## THE TASK
Reproduce word for word everything from the line containing "Target: alligator head" down to the last line of the records below, including both of those lines.

--

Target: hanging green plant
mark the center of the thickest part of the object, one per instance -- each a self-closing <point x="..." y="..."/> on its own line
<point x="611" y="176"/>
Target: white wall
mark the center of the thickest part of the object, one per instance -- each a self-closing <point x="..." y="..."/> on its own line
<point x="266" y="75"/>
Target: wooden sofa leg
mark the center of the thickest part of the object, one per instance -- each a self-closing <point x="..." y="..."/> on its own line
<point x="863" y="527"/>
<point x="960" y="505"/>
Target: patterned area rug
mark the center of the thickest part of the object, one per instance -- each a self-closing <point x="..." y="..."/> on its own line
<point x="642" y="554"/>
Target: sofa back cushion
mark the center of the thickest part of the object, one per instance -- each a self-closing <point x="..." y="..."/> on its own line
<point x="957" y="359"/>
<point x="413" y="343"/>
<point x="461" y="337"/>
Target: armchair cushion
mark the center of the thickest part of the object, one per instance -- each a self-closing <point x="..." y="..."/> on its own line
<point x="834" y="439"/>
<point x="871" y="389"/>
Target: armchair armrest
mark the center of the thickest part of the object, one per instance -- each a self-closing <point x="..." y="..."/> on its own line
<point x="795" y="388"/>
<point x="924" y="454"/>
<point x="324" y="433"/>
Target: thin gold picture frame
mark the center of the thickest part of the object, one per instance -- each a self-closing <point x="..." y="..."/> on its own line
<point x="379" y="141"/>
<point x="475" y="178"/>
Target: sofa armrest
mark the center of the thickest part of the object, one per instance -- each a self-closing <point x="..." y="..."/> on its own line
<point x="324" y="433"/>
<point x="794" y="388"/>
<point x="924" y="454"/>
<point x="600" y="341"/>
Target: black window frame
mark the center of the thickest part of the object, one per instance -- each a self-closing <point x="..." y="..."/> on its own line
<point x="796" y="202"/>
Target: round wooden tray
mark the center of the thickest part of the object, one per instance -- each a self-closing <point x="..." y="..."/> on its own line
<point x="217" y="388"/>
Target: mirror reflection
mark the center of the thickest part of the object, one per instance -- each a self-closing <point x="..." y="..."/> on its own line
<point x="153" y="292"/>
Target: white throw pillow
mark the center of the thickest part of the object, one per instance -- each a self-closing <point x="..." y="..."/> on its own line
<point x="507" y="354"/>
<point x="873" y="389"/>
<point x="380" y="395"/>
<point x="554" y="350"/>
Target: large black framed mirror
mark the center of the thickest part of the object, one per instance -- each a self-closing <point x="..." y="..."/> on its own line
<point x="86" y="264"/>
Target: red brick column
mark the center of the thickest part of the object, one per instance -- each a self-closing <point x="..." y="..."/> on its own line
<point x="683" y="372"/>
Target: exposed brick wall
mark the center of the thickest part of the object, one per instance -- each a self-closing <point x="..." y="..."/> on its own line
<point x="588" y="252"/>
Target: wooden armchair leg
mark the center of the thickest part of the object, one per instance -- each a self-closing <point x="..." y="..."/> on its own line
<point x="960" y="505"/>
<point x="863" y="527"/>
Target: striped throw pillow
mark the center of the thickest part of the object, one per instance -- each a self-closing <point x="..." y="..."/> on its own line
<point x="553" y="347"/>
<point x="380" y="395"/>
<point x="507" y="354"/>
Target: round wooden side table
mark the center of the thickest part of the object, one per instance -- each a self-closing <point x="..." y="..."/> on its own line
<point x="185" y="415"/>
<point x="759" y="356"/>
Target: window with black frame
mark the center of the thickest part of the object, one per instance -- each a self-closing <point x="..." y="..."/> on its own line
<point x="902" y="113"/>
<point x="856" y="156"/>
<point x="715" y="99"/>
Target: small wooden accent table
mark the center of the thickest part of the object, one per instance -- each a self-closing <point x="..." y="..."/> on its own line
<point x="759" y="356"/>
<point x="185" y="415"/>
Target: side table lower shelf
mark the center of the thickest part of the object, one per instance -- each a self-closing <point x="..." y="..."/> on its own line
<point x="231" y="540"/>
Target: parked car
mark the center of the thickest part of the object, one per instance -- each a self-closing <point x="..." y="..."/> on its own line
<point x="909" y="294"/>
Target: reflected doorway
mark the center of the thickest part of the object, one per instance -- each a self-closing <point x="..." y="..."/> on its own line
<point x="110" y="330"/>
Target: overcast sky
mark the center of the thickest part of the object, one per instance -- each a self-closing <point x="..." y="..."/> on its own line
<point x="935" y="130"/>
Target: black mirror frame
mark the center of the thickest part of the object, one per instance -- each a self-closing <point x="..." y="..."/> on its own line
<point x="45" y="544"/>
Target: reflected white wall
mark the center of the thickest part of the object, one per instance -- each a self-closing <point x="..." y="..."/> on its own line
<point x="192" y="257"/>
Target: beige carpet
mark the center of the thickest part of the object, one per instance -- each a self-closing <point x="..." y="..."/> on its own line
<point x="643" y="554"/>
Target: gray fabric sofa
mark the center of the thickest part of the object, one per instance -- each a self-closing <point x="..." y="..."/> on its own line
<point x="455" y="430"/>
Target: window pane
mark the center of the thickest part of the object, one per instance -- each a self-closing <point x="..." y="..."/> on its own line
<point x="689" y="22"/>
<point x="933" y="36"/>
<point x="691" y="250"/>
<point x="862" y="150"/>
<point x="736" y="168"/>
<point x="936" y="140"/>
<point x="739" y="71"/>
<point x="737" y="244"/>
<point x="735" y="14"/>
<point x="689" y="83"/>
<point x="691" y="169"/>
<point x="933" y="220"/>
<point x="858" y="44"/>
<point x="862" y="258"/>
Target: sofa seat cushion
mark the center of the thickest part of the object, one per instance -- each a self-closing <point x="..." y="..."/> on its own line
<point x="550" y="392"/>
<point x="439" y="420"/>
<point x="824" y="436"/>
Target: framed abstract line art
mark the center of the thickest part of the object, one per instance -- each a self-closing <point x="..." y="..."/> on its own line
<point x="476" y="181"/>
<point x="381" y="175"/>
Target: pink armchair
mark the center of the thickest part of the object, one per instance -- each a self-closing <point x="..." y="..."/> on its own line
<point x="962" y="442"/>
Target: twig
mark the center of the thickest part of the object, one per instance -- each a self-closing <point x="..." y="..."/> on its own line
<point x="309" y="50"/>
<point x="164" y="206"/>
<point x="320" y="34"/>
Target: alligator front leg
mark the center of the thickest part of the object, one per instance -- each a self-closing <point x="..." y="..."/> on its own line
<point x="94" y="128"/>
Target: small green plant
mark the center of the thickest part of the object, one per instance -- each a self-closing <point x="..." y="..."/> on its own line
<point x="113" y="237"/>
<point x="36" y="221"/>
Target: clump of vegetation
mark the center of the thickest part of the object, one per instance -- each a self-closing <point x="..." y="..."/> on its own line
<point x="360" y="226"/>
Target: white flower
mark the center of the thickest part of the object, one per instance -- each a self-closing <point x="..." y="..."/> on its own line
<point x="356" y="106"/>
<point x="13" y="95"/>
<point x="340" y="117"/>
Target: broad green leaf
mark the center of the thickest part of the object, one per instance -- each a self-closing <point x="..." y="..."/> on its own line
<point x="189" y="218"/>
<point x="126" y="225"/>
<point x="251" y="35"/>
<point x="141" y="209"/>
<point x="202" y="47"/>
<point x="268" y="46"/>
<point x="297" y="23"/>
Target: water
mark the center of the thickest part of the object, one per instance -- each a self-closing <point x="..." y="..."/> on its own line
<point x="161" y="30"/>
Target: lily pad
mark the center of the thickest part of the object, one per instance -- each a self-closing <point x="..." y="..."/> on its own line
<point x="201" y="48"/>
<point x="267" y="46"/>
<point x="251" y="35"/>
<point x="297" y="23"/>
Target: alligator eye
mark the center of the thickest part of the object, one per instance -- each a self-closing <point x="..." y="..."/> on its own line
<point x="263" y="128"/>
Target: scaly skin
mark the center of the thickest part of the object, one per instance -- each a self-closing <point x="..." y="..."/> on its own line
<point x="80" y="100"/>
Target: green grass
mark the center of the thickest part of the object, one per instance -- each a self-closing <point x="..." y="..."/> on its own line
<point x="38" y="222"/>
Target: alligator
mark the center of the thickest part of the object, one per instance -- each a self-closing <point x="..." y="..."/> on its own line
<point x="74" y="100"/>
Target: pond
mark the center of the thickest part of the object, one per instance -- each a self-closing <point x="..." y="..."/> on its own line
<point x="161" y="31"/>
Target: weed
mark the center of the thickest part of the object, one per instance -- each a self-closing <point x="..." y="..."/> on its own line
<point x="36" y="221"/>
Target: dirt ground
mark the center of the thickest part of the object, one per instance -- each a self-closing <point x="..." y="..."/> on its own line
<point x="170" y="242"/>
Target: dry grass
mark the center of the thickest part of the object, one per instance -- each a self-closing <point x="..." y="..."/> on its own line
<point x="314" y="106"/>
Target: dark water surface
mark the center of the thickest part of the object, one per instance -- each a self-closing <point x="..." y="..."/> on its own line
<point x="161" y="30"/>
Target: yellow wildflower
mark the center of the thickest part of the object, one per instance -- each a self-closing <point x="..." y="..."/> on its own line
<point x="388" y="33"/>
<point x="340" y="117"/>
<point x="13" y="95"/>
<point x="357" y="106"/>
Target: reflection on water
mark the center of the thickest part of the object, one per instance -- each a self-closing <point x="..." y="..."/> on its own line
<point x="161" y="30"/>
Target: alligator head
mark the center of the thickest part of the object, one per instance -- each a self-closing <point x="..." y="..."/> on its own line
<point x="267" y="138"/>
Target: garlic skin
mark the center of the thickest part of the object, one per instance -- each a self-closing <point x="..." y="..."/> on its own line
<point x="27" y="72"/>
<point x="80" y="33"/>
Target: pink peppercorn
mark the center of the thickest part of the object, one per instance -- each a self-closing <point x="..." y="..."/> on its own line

--

## SOLUTION FOR THIS EXERCISE
Target: alligator head
mark the center of the thickest part of the object, one per instance -- each a self-closing <point x="..." y="..."/> on its own line
<point x="267" y="138"/>
Target: garlic skin
mark the center of the thickest part of the object, one per instance -- each a self-closing <point x="..." y="..."/> on its own line
<point x="27" y="72"/>
<point x="80" y="33"/>
Target: pink peppercorn
mark the center of the thickest part of the object, one per instance -- each a self-closing <point x="..." y="..."/> on its own line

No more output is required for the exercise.